-- Data supplied follows --

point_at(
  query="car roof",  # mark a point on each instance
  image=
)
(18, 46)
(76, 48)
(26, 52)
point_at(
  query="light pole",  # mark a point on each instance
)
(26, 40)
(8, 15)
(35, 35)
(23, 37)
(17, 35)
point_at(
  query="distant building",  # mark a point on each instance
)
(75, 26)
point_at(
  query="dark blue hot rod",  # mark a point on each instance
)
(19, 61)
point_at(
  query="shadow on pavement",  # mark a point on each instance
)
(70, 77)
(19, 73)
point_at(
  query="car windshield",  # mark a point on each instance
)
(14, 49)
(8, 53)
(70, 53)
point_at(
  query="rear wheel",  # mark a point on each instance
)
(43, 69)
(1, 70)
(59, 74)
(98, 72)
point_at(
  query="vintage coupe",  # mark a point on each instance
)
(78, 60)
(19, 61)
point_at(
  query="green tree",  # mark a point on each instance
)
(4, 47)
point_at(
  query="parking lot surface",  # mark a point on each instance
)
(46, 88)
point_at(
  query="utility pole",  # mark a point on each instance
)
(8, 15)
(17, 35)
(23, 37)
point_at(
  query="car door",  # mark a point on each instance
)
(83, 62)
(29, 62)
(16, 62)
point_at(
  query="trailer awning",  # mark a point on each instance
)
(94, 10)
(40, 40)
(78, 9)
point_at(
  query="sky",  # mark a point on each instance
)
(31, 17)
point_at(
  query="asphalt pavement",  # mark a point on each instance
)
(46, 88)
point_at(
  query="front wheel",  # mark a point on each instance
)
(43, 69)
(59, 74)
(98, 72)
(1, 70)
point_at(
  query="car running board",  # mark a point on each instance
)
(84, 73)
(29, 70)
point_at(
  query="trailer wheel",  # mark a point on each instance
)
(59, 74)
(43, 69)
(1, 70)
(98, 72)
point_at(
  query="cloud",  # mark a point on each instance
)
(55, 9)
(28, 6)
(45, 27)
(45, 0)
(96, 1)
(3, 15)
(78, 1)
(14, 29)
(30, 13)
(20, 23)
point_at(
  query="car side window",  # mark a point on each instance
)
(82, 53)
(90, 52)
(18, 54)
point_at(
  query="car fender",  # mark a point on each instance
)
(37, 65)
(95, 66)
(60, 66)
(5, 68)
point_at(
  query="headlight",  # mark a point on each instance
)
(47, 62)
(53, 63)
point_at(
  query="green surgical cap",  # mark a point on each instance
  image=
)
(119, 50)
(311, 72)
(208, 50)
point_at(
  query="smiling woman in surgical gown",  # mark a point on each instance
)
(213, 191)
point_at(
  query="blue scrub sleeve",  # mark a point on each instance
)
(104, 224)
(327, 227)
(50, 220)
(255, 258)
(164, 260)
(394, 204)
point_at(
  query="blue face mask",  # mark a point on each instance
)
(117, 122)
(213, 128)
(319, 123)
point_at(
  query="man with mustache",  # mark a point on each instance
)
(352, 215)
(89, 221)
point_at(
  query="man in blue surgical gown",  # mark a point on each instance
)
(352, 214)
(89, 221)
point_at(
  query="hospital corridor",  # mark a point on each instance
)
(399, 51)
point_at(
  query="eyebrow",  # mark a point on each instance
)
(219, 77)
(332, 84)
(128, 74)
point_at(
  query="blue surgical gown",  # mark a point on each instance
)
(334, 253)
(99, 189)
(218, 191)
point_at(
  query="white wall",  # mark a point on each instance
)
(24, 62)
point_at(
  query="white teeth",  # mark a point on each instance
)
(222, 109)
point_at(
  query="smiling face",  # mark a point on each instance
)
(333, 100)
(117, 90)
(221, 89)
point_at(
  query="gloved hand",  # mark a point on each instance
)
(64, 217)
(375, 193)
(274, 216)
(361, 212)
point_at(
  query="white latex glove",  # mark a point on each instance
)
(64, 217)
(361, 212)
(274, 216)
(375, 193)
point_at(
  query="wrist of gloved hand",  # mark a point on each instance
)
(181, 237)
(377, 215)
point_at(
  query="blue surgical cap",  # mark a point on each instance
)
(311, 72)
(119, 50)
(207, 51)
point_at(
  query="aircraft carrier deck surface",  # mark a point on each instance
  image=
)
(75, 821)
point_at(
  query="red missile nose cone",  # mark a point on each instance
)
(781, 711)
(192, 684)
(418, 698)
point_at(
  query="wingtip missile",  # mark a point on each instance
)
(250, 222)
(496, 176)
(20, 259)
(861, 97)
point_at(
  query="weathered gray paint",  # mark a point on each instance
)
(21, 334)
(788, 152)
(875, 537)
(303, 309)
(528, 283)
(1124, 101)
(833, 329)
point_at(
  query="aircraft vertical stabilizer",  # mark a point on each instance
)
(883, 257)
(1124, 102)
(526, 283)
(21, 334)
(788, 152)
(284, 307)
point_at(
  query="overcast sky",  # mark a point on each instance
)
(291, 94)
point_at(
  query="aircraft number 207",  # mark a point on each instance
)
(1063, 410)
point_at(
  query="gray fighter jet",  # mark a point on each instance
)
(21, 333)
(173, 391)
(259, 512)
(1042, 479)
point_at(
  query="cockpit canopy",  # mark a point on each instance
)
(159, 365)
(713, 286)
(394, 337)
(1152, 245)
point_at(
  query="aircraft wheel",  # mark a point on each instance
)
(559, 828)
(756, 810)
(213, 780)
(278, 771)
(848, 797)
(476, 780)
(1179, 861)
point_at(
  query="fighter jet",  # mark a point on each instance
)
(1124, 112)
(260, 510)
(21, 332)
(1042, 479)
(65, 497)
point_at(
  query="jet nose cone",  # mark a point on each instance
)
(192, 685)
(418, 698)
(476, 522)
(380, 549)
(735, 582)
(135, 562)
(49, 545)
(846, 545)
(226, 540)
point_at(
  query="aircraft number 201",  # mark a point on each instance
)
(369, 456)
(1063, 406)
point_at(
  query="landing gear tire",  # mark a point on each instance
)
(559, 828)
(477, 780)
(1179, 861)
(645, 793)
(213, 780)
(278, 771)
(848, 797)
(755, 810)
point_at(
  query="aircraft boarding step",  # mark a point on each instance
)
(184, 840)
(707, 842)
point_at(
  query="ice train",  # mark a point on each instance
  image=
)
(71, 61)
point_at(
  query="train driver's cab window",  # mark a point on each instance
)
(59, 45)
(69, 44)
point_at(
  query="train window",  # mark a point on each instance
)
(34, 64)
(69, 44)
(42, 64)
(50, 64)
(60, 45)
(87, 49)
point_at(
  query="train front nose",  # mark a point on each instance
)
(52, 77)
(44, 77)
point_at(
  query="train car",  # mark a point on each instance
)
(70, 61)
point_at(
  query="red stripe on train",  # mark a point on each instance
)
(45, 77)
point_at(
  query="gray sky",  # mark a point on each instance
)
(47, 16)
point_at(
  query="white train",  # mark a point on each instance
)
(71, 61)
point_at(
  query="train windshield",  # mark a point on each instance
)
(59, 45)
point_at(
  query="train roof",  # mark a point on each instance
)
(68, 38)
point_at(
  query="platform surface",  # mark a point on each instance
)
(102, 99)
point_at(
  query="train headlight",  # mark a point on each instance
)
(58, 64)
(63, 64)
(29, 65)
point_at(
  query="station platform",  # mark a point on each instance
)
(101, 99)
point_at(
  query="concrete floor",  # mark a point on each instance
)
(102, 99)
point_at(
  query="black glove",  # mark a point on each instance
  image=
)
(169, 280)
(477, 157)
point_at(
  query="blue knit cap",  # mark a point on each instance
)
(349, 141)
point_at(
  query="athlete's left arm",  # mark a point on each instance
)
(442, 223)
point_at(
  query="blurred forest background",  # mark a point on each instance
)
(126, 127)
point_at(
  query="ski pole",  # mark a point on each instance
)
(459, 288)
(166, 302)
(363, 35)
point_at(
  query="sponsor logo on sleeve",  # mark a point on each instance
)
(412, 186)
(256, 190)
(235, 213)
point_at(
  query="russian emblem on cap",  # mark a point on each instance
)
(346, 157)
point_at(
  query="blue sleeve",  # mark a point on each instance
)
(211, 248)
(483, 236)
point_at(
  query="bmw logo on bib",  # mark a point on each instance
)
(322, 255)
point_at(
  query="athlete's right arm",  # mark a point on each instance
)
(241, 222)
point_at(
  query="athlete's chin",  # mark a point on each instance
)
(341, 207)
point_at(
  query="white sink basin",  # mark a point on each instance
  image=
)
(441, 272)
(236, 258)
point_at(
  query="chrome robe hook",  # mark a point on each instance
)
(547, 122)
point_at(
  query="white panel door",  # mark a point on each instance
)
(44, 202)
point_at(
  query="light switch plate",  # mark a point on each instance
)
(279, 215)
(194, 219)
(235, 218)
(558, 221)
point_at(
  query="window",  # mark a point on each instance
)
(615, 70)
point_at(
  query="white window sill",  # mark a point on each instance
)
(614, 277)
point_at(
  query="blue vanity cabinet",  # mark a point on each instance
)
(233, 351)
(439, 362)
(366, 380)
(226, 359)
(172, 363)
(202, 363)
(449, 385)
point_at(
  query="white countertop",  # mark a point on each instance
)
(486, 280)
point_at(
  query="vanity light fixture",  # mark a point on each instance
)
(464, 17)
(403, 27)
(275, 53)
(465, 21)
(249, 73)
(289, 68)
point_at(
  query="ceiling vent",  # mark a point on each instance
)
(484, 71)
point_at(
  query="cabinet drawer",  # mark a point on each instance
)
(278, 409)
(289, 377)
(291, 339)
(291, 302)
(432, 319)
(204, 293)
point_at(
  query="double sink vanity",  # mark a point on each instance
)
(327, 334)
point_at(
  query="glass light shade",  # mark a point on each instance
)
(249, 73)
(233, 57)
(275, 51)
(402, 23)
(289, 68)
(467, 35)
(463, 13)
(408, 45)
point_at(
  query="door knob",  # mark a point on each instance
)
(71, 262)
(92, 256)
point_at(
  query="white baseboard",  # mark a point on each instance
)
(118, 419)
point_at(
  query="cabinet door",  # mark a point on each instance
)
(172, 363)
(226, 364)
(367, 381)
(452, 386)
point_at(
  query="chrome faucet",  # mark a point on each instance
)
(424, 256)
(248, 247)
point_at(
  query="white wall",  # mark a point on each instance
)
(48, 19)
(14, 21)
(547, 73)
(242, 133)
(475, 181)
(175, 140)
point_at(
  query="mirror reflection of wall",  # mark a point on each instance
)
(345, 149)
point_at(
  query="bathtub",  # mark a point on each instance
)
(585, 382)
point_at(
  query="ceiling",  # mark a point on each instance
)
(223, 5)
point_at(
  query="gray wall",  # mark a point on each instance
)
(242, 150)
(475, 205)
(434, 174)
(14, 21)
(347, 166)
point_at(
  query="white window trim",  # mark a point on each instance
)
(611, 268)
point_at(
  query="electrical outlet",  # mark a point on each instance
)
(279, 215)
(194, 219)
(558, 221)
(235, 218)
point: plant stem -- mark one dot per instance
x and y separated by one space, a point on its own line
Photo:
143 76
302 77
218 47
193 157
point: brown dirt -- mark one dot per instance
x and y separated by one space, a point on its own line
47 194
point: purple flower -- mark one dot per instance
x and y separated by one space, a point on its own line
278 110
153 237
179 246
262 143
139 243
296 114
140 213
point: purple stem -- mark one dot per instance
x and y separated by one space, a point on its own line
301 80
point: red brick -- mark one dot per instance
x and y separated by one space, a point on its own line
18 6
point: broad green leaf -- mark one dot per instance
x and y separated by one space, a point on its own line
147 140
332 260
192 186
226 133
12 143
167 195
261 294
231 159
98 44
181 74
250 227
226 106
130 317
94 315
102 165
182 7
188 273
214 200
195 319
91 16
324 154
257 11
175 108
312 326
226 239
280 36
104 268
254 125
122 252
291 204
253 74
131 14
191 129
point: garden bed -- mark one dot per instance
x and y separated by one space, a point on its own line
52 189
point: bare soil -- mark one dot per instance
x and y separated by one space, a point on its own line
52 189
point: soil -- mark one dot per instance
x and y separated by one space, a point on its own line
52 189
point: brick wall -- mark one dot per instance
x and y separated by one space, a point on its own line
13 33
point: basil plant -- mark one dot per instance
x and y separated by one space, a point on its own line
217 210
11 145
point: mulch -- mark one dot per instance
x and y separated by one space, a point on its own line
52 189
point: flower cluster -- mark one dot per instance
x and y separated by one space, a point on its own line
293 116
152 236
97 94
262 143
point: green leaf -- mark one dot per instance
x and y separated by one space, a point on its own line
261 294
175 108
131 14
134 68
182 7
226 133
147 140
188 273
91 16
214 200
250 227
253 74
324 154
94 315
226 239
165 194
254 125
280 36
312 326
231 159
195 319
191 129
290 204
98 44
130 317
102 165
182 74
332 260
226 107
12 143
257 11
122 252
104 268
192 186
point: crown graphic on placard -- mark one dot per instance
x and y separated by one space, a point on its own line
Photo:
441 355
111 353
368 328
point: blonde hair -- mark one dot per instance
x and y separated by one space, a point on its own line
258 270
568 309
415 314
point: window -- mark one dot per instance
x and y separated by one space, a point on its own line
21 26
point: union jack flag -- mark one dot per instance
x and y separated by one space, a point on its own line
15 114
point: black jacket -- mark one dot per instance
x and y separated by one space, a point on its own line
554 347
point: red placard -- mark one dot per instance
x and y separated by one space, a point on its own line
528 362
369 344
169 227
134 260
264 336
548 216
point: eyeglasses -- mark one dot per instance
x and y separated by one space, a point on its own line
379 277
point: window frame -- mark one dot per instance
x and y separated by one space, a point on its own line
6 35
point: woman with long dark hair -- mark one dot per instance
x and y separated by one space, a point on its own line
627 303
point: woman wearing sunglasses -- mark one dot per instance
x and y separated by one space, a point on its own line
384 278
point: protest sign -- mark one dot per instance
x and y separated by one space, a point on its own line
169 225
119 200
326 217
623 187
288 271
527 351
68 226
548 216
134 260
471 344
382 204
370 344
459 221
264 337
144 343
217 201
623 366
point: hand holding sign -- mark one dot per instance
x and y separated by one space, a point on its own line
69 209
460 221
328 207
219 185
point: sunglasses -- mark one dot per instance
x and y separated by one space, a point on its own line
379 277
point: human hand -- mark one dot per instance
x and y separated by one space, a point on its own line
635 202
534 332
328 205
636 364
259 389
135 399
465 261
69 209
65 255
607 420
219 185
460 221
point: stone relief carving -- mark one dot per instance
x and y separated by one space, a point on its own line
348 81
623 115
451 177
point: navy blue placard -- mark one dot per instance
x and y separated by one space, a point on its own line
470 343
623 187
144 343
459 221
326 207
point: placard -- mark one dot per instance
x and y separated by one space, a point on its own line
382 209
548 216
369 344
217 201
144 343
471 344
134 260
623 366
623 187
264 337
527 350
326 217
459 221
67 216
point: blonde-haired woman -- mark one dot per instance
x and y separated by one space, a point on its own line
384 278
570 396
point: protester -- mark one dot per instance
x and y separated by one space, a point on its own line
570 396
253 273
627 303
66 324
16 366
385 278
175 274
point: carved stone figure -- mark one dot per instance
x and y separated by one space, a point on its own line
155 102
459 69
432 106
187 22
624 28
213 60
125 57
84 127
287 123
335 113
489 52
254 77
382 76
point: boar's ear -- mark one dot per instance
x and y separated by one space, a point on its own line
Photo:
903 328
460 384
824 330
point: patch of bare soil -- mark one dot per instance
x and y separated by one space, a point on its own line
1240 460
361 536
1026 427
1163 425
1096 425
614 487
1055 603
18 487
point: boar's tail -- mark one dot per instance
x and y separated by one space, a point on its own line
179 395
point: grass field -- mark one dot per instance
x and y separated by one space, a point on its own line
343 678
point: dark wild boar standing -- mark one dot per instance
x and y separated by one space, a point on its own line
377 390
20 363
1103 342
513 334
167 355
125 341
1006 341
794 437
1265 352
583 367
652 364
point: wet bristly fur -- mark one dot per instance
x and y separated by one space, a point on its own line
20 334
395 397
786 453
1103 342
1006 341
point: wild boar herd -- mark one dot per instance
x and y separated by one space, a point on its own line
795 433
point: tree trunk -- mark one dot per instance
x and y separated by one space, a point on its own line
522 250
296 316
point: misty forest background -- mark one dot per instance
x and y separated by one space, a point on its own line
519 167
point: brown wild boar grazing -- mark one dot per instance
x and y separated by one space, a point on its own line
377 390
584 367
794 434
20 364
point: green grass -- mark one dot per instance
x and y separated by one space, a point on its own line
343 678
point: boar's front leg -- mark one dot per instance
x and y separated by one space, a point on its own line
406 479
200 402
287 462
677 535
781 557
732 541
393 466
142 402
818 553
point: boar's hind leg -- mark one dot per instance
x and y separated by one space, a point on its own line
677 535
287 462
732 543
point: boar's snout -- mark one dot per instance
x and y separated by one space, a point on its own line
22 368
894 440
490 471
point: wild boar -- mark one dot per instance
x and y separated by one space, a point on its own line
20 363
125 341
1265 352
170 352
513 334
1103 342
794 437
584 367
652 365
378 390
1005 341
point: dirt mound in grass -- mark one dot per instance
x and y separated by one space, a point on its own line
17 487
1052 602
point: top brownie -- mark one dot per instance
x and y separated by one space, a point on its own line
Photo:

-- Data supplied concluded --

The task → If a line in the records above holds the string "door", copy it.

Answer area →
  query="car door",  # mark a point on each instance
  query="white panel door",  # mark a point on each instance
  query="door knob",  # mark a point on each instance
  query="cabinet door",  # mark a point on each instance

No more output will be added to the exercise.